(Point localization data)
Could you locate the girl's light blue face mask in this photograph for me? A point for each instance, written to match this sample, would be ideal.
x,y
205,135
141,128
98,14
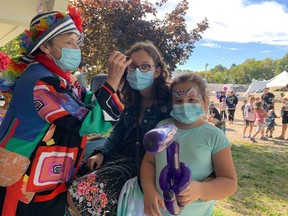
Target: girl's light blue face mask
x,y
187,113
70,59
139,80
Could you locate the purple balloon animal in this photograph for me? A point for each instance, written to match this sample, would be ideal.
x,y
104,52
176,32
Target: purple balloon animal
x,y
175,176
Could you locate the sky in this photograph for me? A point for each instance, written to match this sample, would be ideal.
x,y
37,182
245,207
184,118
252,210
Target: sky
x,y
238,30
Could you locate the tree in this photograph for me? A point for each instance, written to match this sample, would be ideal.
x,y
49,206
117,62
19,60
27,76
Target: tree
x,y
116,25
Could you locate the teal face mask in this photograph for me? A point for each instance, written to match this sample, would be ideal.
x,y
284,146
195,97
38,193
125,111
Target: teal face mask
x,y
70,59
187,113
138,80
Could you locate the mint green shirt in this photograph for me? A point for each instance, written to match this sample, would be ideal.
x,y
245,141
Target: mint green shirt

● EXERCISE: Among the entries above, how many lines hold the string "mint"? Answer with the number only.

● RESULT: 2